2.1 Best Achievable Finish-Time

We start by assuming our runner wants to beat their current best-time, but by how much? If they are too conservative they will chose a finish-time that does not fully test them, and may leave them disappointed if they finish too comfortably on race-day. If they are too ambitious they may select finish-time that is beyond their ability and risk sabotaging their race; aiming for an overly ambitious target time is one sure way to end up hitting the wall later in the race. The point is that selecting a best achievable finish-time is non-trivial and getting it wrong can have a disastrous effect on race-day.

2.2 Race Plans and Pacing Profiles

Given a best achievable finish-time, the next task is to devise a suitable race-plan. We will assume the marathon is divided up into \(8 \times 5\) km stages or segments (0–5 km, 5 km–10 km, ..., 35 km–40 km), plus a final 2.2 km segment (40 km–42.2 km); many big-city marathons measure times in 5 km segments and so race records typically provide these split-times. For the purpose of this work a race-plan, or pacing plan, will consist of a sequence of average paces (measured in kms per minute) for each of these race segments. For the avoidance of doubt we will refer to a pacing plan as a proposed set of paces for the runner and a pacing profile as the actual set of paces achieved by the runner in their race. For example, Fig. 1(a) illustrates a race-record for a runner who completed a marathon in 4 h and 13 min; that is an average pace of 6 mins/km. The corresponding pacing profile shows they ran a positive-split, starting their race 10% faster than their average pace during the first 5K and 10K segments of the race, and slowing in the second-half, to finish 7% slower than their average pace in the final segment.

Most conventional pacing plans are fairly simple by encouraging the runner to run an even-split. For example, if our runner wishes to run a 4-hour (240 min) marathon then this suggests an average pace of 5 min and 41 s per km for the duration of the race. Some plans may account for positive or negative splits, by advising the runner to run the first half of the race more quickly or slowly, respectively. However, in general, conventional plans are not especially tailored for the runner or the course, and so they leave considerable room for improvement, especially when it comes to achieving a new personal best. Thus, in this work we argue for a more personalized and customized approach to pacing, so that runners can benefit from a pacing plan that is suitable for their goal time, their personal fitness level and ability, and that is tailored for the peculiarities of a given marathon course.

3 Using CBR to Achieve a Personal Best in the Marathon

The key insight of this work is that we can use a CBR approach to both predict suitable target finish-times and recommend tailored pacing plans, based on the runner’s own race experience and the experiences of similar runners who have achieved personal bests on the target course. To do this we will rely on a case base of race pairs, representing a pair of race records for a single runner. Each race record contains a pacing profile and a finish-time for a completed race; see Fig. 1(b). One of these race records corresponds to a non personal best (nPB) race, the other to a personal best (PB) race; the nPB plays the part of the case description while the PB is the case solution. Given a target/query runner (q), and their own recent race record (finish-time and pacing profile), we generate a finish-time prediction and pacing plan recommendation based on the PB’s of cases that have a similar nPB to q, as summarised in Fig. 1(c).

→ SOURCE MATERIAL:
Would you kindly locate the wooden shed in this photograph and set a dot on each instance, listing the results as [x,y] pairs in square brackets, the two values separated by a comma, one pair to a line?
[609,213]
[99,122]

→ EXERCISES:
**a.** In the marathon pacing text, which race record in each race pair serves as the case solution?
**b.** Resume the marathon pacing text, picking up right after its final sentence.

→ EXPECTED RESPONSES:
**a.** The personal best (PB) race.

**b.**
Fig. 1.
figure 1

Races, cases, predictions, and recommendations. (a) An example race record for a runner, showing a finish-time and a pacing profile containing pacing data for each of the 5 km race segments; (b) Converting race records into cases; (c) An overview of the CBR process: given an nPB race record as a query, the system retrieves a set of k cases with similar nPB parts, and combines these to generate a personal best finish-time prediction and a pacing plan to achieve this finish-time.

3.1 Case Generation

Each case in the case base corresponds to a single runner, r, with a nPB part and a PB part; see Eq. 1. To be represented in the case base, r must have at least two race records, and in general may have \(n>2\) race records if they have run many races; for example, in Fig. 1(b) we highlight 3 race records for r (for marathons \(m_1, m_2, m_3\)).

$$\begin{aligned} c_{ij}(r, m_i, m_j)=\Big \langle nPB_i(r, m_i), PB(r, m_j) \Big \rangle \end{aligned}$$
(1)

The race record with the fastest finish-time is considered to be the personal best, and it is paired with the remaining \(n-1\) non personal best records, producing \(n-1\) cases. As per Fig. 1(b), r’s best race is \(m_2\), with a finish-time of 236 min. This is paired with the two nPB records (\(m_1\) and \(m_3\)) to produce two cases, \(c(r, m_1, m_2)\) and \(c(r, m_3, m_2)\) as shown.

3.2 Case Retrieval

Retrieval is a three-step process, as shown in Algorithm 1. Given a query race record (q) — that is a runner, a finish-time, and a nPB pacing profile — we first filter the available cases (CB) based on their finish-times, so that we only consider cases for retrieval if their finish-times are within t minutes of the query finish-time. This ensures that we are basing our reasoning on a set of cases that are somewhat comparable in terms of performance and ability.

figure a

Next, we filter on the basis of gender, only considering cases for retrieval if they have the same gender as the query runner. The reason for this is that physiological differences between men and women have a material impact on marathon performance. On average women tend to finish about 12% slower than men [7], and thus men and women with the same approximate finish-times will be racing at very different levels of maximum effort; in relative terms, a 3-hour female finisher will be performing at a higher level of effort than a 3-hour male finisher, for example. Hence we separate male and female cases for more effective matching, during retrieval.

Finally, we perform a standard, distance-weighted kNN retrieval over the remaining candidate cases C, comparing q’s pacing profile to their nPB profiles. These pacing profiles are real-valued vectors and, for now, we use a simple Euclidean-based similarity metric for similarity assessment. We select the top k most similar as the retrieved cases, R.

3.3 Personal Best Finish-Time Prediction

Given a set of similar cases, R, we need to estimate the best achievable finish-time for q. Each case in R represents another runner with a similar nPB to q, but who has gone on to achieve a faster personal best on the same marathon course. The intuition is that since these PBs were achievable by these similar runners, then a similar PB should be achievable by the query runner.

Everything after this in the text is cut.